==== Extracted text

On a warm, windy day last summer (2022) I wandered, a bit lost, into the labyrinth streets of an estate in Limehouse, London to meet Punk Kath. "It's by a church" she'd said... eventually I found the church, phoned Kath and she came out to meet me. "They don't really let me have visitors in there" she said, gesturing to the modern block of temporary housing she was staying in, "but we can sit in the churchyard."

 

It seemed very apt somehow these last few days, transcribing our conversation, to hear Kath's voice intermingled with the sirens, traffic and chaos of the city she'd made her home, or at least her base, as we'd sat for a couple of hours while she took me on a journey through her life on the road and beyond.

Tragically, Kath passed away a few months later in December 2022.

I hope these glimpses into the life of this woman, called "Queen of the underground" and "Queen of the road" during the enormous collective outpouring of grief following her death, will bring back memories and maybe some smiles for "those who know", and some insights into what it means to be a New Traveller, and into the world of someone who dedicated their life to anarchy and activism, for "those who don't".

 

RIP VIP    

So, can you tell me how you first came to be on the road?

I first moved into a squat in Winchester when I was 17 after going to a gig in London. I was living on the Isle of White, well it’s not a very friendly place so I went to a squat and said ‘Do you have a spare room?’ They said ‘Yeah’, I never looked back after that.

========
==== Dataset records

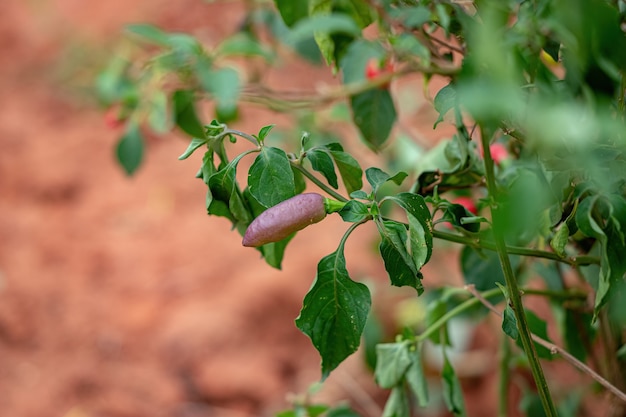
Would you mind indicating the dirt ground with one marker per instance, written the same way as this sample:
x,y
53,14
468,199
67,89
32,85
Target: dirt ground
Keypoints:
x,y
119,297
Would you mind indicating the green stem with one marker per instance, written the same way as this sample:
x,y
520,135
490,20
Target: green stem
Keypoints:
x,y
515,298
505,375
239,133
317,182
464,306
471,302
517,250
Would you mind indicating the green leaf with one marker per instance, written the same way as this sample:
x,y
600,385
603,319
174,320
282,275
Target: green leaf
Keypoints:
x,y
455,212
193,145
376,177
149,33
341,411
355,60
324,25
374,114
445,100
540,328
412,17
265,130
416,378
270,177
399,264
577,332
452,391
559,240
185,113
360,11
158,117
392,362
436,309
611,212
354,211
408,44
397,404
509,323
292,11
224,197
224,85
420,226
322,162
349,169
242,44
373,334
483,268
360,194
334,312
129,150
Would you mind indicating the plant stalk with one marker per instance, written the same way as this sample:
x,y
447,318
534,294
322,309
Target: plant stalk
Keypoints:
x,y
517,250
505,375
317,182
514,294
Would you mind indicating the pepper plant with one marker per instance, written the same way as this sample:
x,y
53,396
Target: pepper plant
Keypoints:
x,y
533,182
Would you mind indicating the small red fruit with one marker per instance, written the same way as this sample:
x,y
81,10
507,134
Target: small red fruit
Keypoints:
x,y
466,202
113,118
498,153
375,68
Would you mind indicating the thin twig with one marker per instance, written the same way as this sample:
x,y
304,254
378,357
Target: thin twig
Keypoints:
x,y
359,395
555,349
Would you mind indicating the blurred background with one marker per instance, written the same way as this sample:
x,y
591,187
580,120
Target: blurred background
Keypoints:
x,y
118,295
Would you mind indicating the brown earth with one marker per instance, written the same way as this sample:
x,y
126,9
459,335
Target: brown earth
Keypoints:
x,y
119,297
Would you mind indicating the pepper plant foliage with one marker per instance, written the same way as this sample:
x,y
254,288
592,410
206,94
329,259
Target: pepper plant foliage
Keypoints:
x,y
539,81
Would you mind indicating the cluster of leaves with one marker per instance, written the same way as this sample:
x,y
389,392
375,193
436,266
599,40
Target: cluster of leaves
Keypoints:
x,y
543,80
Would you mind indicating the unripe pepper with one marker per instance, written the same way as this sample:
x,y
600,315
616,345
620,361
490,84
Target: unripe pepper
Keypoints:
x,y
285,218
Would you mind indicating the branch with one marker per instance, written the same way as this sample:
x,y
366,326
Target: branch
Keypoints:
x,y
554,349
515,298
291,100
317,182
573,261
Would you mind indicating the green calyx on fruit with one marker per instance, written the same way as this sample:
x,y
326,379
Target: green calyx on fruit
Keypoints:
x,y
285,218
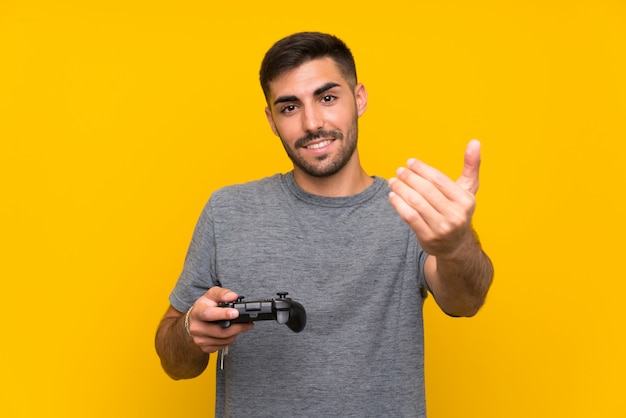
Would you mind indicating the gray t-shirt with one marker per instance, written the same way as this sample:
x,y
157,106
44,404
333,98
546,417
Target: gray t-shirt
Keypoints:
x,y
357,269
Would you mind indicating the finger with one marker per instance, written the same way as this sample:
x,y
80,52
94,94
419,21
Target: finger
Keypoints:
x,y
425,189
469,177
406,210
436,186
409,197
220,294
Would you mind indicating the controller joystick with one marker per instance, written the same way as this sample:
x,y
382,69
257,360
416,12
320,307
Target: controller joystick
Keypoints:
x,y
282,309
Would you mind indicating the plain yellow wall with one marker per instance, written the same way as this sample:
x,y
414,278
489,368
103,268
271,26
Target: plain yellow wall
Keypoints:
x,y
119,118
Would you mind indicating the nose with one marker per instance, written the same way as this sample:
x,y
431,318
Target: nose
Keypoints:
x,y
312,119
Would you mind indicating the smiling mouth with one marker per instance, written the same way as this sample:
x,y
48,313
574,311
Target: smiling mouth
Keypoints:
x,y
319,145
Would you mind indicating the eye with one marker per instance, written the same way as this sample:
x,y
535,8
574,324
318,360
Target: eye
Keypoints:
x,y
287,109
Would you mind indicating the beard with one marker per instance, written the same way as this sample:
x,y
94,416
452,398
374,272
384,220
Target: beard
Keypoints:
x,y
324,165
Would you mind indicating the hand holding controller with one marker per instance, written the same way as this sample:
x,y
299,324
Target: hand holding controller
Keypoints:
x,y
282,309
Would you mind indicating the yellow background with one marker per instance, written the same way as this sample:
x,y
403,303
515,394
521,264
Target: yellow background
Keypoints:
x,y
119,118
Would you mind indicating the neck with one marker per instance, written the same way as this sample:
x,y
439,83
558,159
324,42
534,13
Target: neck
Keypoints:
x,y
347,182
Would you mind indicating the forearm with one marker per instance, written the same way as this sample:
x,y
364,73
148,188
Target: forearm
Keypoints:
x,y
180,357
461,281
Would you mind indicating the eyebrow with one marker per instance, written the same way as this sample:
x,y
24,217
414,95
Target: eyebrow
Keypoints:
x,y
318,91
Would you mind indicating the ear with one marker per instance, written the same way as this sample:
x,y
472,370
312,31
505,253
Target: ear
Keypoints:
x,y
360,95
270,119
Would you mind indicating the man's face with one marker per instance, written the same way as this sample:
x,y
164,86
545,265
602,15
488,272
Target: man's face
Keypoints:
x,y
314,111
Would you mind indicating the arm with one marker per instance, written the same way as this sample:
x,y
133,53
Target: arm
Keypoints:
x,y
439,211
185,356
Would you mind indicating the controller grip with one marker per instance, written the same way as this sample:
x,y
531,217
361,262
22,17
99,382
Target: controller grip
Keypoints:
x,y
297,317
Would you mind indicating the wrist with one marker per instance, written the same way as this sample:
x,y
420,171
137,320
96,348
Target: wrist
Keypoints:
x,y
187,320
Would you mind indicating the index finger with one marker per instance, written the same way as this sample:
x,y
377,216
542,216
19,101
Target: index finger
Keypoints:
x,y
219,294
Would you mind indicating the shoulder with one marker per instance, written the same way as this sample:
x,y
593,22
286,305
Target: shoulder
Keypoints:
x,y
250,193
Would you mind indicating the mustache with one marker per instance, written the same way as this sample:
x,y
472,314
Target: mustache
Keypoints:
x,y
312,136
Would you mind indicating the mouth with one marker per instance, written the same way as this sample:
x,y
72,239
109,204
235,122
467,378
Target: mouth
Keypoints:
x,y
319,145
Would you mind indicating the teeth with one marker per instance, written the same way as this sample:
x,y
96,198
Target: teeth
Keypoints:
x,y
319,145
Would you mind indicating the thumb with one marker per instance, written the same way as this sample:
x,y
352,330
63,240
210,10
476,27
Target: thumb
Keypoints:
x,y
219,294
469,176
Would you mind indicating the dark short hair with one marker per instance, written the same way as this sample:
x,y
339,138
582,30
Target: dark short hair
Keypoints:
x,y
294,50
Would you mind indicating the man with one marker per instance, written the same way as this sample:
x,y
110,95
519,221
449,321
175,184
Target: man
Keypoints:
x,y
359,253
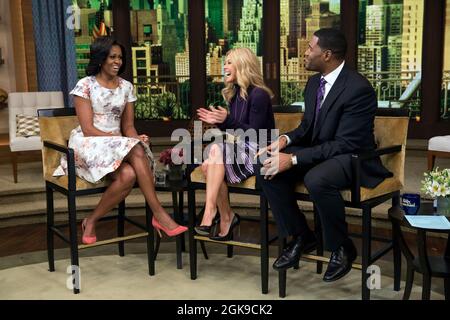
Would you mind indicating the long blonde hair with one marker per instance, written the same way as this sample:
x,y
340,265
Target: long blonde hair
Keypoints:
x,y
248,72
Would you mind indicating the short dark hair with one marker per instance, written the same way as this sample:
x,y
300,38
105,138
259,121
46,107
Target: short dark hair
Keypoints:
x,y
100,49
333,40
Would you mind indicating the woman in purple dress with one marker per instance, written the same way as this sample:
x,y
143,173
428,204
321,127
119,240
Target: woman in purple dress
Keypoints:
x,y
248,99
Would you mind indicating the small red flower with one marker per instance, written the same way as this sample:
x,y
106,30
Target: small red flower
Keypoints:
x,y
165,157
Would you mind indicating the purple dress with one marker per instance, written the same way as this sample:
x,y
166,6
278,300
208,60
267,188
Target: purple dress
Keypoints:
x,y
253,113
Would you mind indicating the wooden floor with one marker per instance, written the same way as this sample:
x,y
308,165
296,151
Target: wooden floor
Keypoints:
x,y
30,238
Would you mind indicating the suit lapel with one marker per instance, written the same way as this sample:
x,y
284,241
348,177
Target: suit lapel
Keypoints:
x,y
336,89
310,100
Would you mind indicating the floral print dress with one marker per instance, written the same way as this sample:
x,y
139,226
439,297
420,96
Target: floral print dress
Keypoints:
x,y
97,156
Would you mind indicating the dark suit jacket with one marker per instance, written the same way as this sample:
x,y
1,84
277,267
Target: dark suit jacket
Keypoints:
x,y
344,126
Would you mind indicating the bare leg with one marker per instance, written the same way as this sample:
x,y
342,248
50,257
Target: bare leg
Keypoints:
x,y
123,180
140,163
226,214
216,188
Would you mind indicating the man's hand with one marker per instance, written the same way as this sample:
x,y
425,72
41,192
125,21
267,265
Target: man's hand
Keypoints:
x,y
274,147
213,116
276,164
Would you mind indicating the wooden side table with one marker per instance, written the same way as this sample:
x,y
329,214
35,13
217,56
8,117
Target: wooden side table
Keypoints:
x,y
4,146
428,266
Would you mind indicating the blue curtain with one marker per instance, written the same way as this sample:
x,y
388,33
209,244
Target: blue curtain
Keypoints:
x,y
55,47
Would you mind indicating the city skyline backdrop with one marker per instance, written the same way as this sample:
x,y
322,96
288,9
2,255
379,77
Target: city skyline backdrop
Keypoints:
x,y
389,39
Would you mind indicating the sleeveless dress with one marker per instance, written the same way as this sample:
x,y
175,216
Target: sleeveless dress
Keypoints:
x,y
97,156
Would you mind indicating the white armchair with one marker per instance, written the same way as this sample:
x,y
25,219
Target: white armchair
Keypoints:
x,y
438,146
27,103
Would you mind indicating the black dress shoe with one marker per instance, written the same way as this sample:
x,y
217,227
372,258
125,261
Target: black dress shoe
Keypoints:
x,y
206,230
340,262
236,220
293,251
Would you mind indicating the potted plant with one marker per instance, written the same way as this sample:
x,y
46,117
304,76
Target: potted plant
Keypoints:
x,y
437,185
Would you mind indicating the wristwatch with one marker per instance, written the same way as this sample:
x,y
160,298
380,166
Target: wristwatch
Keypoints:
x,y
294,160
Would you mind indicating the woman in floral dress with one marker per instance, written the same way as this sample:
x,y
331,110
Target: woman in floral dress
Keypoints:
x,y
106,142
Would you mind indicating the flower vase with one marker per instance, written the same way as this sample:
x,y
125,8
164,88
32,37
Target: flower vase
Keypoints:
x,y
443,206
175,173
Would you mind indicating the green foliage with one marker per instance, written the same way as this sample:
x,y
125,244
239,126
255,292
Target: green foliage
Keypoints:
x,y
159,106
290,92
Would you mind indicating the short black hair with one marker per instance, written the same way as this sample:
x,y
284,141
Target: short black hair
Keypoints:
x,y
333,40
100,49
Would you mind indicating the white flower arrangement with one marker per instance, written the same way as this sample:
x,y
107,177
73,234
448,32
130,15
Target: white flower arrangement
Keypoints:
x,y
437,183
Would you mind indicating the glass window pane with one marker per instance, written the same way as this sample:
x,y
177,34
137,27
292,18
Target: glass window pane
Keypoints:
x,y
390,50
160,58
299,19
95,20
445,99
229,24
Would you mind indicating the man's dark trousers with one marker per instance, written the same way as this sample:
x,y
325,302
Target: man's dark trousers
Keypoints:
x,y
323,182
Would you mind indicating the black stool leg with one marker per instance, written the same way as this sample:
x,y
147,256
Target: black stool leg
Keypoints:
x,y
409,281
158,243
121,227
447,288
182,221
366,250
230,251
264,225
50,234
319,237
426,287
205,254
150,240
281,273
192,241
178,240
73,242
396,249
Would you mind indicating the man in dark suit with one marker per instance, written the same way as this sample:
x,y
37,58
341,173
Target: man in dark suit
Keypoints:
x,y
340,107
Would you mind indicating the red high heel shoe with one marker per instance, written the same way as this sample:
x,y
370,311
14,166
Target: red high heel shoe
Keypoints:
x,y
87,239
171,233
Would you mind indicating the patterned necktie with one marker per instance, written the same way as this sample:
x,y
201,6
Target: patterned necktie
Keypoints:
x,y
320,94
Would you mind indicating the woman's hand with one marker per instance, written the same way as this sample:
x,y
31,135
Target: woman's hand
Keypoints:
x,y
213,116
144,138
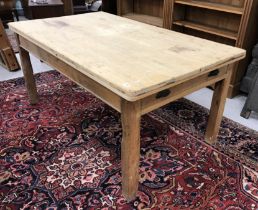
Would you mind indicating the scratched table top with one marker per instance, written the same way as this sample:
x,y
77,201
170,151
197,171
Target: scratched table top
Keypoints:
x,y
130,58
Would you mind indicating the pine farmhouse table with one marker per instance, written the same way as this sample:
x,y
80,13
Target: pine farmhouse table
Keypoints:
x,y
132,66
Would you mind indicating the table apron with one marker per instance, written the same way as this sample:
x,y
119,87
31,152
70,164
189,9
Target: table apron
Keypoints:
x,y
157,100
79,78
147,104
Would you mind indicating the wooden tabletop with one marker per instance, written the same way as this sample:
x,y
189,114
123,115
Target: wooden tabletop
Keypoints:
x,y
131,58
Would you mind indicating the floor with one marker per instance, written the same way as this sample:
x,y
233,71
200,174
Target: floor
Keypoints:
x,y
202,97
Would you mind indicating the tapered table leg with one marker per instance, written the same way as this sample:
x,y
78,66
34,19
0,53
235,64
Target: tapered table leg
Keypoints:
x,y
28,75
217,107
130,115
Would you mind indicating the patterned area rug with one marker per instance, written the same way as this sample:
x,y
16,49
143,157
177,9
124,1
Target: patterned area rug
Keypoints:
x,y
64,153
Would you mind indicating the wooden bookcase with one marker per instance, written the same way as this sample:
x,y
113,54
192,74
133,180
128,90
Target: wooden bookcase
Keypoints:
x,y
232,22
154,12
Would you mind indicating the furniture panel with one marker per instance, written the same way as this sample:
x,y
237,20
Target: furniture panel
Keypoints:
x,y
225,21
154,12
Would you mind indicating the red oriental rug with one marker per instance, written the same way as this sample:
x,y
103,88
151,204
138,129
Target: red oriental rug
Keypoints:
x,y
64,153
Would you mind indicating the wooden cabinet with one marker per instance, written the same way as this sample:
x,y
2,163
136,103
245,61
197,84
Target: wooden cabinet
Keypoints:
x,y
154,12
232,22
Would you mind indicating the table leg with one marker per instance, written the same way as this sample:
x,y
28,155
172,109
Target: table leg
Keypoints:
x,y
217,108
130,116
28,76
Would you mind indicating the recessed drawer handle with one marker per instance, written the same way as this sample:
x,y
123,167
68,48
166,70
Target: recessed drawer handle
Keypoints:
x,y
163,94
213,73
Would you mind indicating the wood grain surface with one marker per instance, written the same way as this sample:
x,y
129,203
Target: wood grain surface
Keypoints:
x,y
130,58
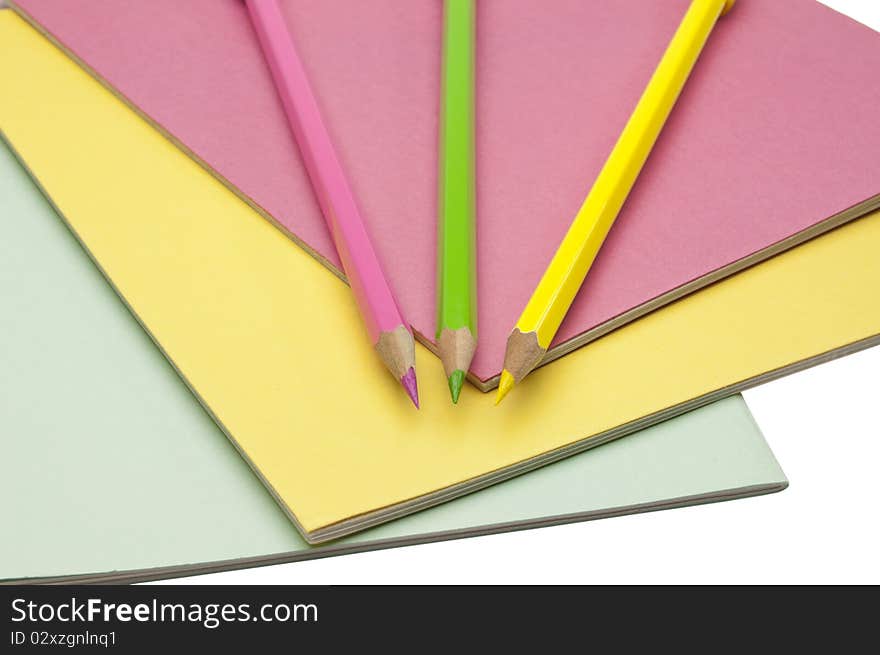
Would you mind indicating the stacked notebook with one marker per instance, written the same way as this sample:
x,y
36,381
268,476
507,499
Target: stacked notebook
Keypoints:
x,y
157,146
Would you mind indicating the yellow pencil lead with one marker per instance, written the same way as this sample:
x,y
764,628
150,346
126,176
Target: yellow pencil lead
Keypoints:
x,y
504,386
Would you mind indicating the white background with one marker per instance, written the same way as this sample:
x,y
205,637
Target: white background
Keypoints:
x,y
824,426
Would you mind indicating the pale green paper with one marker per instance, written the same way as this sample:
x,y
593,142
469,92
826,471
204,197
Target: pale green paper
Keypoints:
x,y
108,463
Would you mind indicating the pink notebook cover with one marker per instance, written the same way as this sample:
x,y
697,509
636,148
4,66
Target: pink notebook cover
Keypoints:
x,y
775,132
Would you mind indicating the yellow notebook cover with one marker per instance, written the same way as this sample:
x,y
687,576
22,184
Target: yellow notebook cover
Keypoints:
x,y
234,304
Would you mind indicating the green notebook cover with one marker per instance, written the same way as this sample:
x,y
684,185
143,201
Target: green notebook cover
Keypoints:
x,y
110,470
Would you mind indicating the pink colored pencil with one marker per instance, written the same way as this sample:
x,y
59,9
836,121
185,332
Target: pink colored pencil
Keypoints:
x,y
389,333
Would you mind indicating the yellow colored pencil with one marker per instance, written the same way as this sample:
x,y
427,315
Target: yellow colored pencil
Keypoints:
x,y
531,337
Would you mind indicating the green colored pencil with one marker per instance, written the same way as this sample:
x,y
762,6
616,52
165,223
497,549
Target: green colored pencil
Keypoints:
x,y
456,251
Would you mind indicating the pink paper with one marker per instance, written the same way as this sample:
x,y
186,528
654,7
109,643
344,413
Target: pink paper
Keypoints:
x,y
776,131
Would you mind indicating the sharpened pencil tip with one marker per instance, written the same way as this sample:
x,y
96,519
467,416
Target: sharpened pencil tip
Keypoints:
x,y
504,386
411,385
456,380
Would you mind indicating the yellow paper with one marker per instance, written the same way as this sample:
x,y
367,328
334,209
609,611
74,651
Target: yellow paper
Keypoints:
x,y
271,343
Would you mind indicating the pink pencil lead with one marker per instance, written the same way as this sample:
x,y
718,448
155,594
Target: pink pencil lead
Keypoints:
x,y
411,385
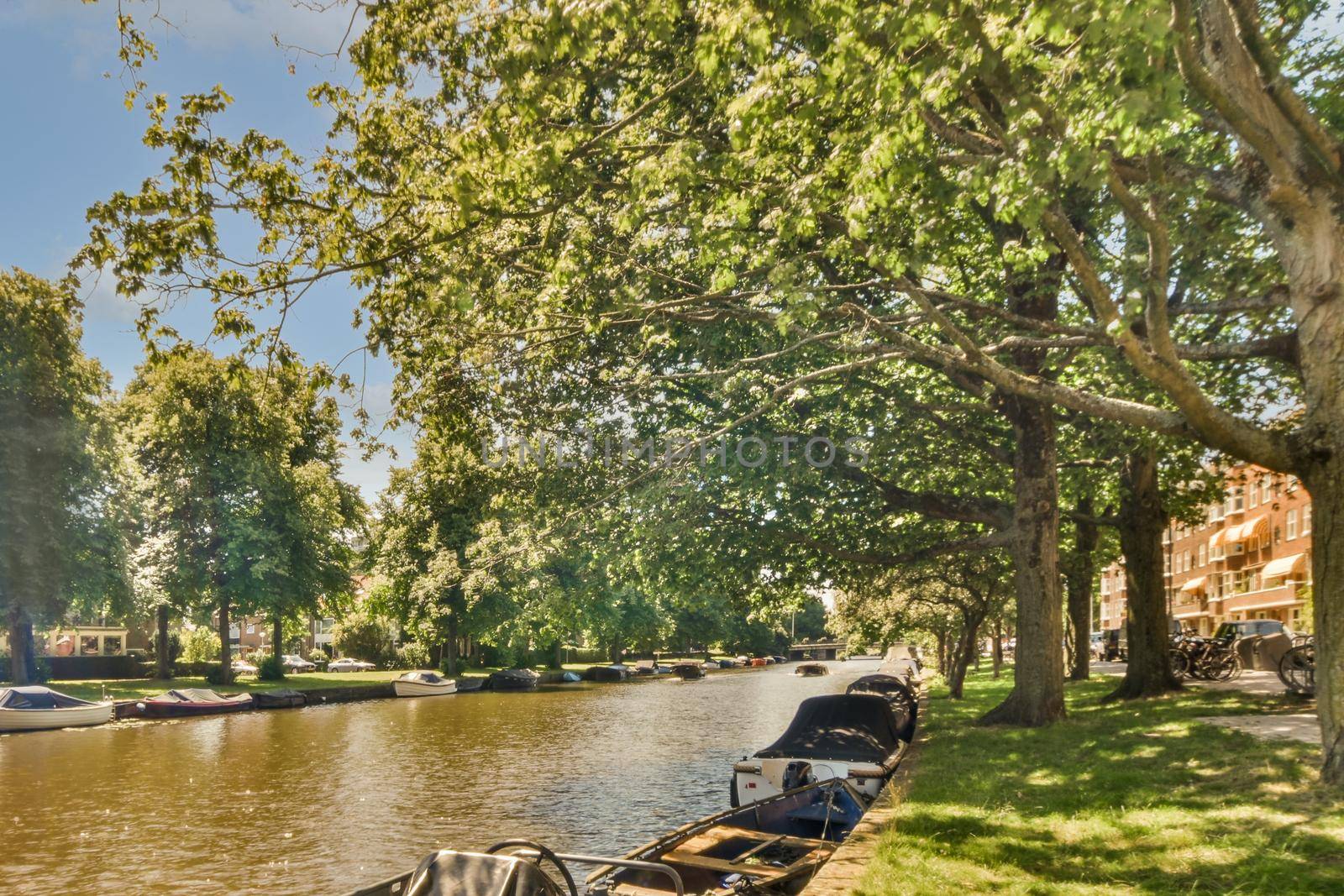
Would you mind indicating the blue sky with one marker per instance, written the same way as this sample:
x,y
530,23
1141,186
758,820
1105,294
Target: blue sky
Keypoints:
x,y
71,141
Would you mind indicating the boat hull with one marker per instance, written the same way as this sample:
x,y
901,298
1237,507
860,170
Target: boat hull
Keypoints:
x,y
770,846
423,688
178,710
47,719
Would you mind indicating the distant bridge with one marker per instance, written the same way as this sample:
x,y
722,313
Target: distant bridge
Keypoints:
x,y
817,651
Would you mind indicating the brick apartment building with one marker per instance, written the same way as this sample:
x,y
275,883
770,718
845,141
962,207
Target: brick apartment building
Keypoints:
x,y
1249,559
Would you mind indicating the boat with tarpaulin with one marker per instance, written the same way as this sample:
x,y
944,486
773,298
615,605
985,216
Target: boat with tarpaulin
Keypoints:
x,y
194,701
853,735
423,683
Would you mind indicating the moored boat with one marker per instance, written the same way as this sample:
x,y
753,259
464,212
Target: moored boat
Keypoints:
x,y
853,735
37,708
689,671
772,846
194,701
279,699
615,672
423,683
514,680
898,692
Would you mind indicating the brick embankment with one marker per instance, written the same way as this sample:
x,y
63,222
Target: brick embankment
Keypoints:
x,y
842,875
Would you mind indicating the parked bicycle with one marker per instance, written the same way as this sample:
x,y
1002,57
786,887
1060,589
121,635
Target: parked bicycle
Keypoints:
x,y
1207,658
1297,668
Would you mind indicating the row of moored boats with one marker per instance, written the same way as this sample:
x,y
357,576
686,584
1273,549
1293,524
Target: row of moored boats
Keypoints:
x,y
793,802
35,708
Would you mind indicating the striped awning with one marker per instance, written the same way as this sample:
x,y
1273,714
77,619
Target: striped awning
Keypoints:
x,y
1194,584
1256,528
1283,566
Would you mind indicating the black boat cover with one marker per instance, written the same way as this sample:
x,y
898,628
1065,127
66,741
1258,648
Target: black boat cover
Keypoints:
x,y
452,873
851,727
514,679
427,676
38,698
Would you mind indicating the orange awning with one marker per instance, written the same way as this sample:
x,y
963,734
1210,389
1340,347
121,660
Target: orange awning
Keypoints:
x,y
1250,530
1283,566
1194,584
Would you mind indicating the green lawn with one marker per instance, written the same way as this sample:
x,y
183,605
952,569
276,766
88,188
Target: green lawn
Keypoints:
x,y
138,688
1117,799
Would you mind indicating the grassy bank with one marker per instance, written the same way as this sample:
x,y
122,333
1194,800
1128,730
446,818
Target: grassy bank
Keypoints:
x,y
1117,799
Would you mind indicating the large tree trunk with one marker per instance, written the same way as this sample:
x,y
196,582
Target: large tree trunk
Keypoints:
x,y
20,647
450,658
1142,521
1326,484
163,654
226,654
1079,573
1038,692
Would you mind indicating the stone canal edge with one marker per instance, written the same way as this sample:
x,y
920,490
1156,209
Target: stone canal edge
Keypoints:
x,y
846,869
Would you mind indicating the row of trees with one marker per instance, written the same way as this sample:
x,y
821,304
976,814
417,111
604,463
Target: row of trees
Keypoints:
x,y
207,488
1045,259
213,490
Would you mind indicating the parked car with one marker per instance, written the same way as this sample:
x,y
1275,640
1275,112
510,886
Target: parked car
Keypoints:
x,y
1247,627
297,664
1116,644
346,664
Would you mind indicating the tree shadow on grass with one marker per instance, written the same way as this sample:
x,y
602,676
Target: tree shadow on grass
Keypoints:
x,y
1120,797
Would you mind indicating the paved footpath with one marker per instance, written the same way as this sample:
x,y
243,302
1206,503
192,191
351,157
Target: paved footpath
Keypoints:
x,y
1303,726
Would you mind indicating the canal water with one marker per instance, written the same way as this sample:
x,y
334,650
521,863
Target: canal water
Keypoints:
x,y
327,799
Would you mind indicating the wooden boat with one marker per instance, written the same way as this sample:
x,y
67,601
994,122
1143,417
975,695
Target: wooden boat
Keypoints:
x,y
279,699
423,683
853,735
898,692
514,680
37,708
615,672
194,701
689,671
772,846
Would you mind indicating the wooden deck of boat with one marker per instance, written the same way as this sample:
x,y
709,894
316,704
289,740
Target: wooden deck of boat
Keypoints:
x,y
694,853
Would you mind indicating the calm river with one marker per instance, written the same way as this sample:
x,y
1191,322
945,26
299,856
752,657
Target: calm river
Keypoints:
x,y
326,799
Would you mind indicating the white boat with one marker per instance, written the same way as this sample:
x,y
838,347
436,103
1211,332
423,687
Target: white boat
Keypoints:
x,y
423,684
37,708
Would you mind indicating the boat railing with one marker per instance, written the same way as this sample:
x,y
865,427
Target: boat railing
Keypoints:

========

*Exercise 1*
In the Punk Kath interview, shorten the paragraph beginning "On a warm, windy day last summer" while keeping its main facts.
*Exercise 2*
Gather every line of the entries that contains the word "black", where case counts.

*Finished answer 1*
In summer 2022, on a warm, windy day, the writer got a bit lost in the streets of an estate in Limehouse, London, while looking for Punk Kath, who had said she was "by a church." After finding the church, the writer phoned Kath, who came out. Because her temporary housing block didn't really allow visitors, the two sat in the churchyard.

*Finished answer 2*
Would you mind indicating the black dress shoe with one marker per instance, written the same way as this sample:
Target: black dress shoe
Would you mind indicating the short black hair with one marker per instance, written the same way as this sample:
Target: short black hair
Would you mind indicating the black stool leg with one marker per instance, written the same way as this sample:
Target: black stool leg
Would you mind indicating the black boat cover with one marker per instance, written the same way as this sample:
Target: black boat cover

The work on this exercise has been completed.